[Stored data entries]

++++++++

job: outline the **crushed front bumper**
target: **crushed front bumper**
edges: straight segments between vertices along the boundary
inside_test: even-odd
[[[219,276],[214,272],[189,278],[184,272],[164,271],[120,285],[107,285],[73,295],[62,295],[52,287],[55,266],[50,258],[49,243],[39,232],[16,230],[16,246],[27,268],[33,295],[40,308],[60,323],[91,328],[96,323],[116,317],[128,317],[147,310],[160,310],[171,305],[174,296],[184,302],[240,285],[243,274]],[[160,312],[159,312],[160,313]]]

++++++++

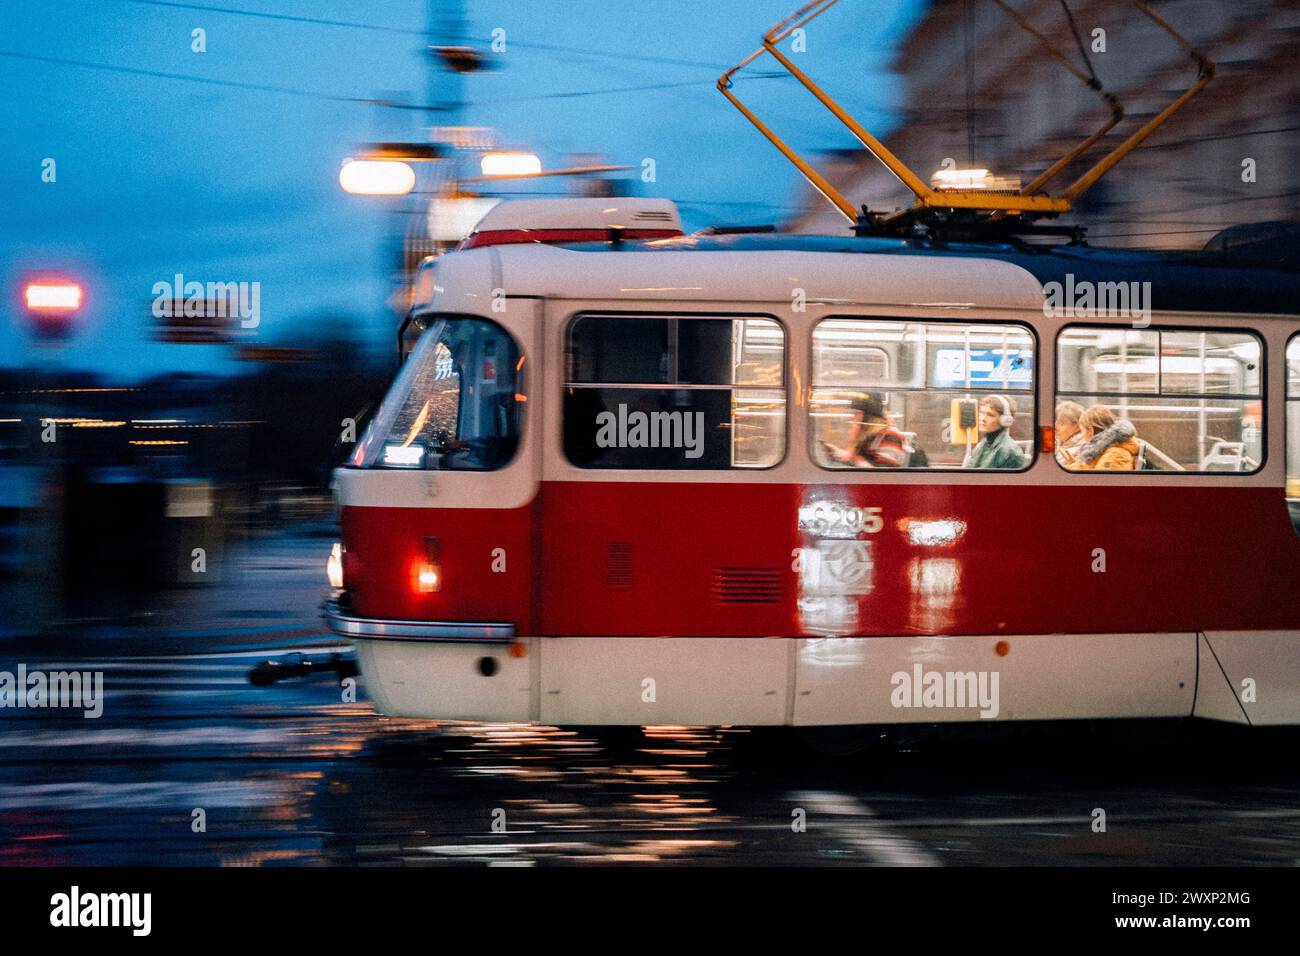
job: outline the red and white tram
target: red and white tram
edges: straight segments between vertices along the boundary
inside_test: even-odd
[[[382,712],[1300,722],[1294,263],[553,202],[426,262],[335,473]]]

++++++++

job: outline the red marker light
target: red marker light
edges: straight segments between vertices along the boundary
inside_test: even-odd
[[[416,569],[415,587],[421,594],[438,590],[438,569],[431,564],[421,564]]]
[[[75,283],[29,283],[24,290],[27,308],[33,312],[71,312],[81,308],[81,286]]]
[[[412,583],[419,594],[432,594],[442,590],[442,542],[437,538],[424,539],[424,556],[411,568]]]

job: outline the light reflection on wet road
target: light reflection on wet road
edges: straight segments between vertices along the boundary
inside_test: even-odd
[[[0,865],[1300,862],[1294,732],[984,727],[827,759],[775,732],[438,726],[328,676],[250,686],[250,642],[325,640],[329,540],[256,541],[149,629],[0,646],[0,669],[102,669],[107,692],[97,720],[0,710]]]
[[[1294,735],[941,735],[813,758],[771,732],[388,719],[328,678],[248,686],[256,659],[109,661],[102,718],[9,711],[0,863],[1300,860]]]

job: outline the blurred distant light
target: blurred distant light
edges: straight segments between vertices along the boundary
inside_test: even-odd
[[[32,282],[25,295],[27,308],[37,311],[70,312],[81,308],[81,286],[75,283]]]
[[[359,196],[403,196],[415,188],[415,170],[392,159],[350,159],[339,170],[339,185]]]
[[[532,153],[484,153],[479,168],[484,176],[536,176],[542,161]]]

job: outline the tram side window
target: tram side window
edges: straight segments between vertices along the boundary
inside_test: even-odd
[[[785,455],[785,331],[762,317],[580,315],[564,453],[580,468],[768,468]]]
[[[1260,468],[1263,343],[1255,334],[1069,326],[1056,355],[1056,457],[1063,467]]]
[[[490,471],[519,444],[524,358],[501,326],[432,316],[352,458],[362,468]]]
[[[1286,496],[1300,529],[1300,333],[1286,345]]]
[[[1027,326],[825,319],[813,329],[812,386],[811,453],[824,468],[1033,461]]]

++++++++

• **YOUR TASK**
Only the lines with the string "target" are wanted; pick them out of the records above and copy them.

• **EXERCISE RESPONSE**
target: **crushed front bumper**
target: red and white tram
target: red marker light
target: light reflection on wet road
target: blurred distant light
target: tram side window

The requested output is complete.